> [The exercise] In the mailing list thread about HDFS, rewrite the passage that begins with "2)data inconsistent between" and ends with "gave up replicas.", putting "memory" wherever "CPU" appears.

> [Text extract]
## START

Re: New leader/replica solution for HDFS

2015-03-04 Thread longsan
Our updating requests is very heavy. So we met several performance problems:
1)replicas can not catch up the index speed of leader after run some moment
and had to recover, but very slow and often failed.
2)data inconsistent between leader/replica, you got different results when
do same query twice.
3)replica occupy too much CPU than leader
4)recovery failed when updating heavy requests at the same time

so finally we gave up replicas.



--
View this message in context: 
http://lucene.472066.n3.nabble.com/New-leader-replica-solution-for-HDFS-tp4188735p4191086.html
Sent from the Solr - User mailing list archive at Nabble.com.


Re: New leader/replica solution for HDFS

2015-03-04 Thread longsan
I'm happy to hear that. It's good option for Solr + HDFS solution. This can
avoid much performance issues.



--
View this message in context: 
http://lucene.472066.n3.nabble.com/New-leader-replica-solution-for-HDFS-tp4188735p4191082.html
Sent from the Solr - User mailing list archive at Nabble.com.


Re: New leader/replica solution for HDFS

2015-02-26 Thread Joseph Obernberger

Great!  Thank you!

## END

> [Collected material]
## START

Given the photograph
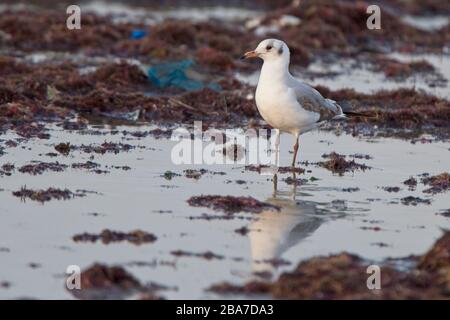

## END

> [Solution to this problem]
2)data inconsistent between leader/replica, you got different results when
do same query twice.
3)replica occupy too much memory than leader
4)recovery failed when updating heavy requests at the same time

so finally we gave up replicas.